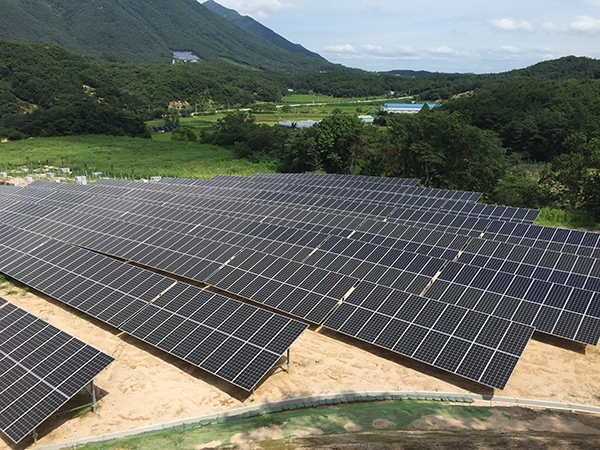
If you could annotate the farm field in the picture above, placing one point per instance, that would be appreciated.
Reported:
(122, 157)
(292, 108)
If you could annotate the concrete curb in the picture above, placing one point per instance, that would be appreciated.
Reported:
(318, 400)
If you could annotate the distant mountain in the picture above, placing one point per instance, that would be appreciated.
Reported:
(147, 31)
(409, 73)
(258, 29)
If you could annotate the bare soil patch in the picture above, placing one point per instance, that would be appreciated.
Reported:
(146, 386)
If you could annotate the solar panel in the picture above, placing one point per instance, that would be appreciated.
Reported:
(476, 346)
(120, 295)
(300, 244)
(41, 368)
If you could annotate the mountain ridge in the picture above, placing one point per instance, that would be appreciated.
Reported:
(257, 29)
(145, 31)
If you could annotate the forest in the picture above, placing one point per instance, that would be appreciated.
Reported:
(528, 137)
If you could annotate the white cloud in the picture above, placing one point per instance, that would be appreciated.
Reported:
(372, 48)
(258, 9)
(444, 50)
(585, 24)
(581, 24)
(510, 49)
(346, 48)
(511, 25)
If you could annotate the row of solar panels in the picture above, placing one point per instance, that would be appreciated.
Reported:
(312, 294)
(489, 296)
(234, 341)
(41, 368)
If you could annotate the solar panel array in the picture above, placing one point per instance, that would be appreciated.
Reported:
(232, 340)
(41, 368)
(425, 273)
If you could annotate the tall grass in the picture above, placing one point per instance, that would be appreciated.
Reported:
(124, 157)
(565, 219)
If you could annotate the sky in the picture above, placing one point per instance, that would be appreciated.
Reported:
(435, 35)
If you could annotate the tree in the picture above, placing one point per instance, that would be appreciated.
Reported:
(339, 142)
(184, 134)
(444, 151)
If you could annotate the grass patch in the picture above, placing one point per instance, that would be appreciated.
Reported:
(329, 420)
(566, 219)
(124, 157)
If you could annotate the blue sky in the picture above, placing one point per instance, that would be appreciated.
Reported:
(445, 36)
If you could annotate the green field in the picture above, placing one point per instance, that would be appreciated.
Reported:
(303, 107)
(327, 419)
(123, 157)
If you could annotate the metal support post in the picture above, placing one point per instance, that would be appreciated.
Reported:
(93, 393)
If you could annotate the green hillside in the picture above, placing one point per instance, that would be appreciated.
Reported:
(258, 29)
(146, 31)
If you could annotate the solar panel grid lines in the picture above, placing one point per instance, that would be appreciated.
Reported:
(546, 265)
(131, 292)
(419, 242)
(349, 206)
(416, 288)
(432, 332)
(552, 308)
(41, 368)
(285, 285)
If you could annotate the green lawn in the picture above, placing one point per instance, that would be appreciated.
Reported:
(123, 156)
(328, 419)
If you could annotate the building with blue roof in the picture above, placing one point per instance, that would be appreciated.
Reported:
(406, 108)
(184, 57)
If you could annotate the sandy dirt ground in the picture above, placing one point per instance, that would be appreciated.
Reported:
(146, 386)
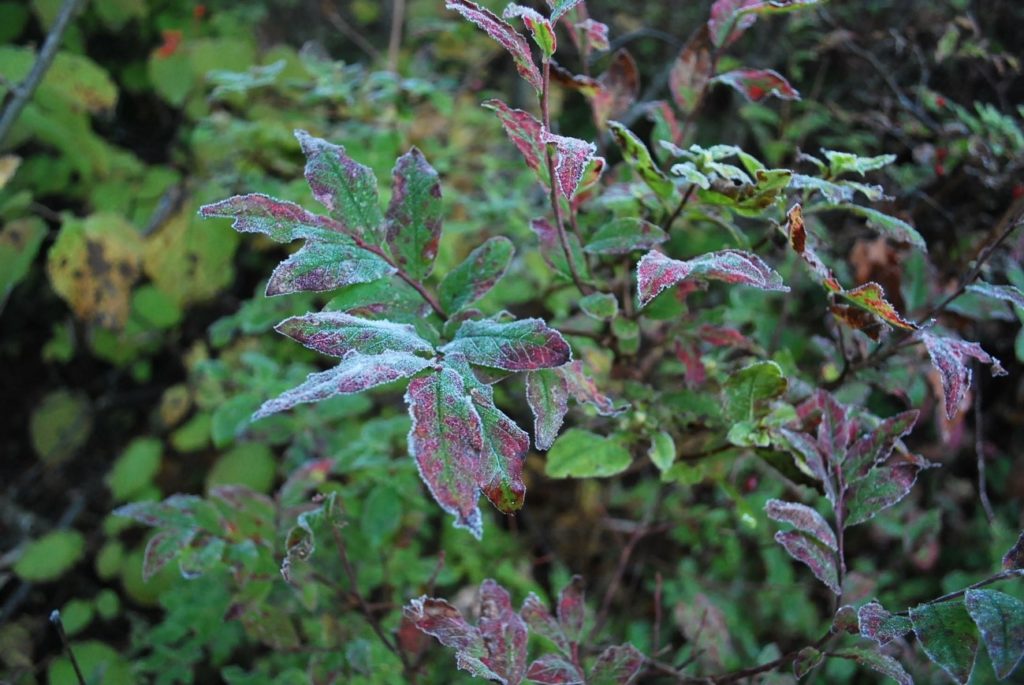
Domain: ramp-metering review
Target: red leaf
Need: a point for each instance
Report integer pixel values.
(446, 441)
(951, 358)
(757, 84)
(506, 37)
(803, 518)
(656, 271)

WHAT NEEDS TO BE DONE
The answer must be one number, the count of lines above that hold the word "blue".

RESPONSE AREA
2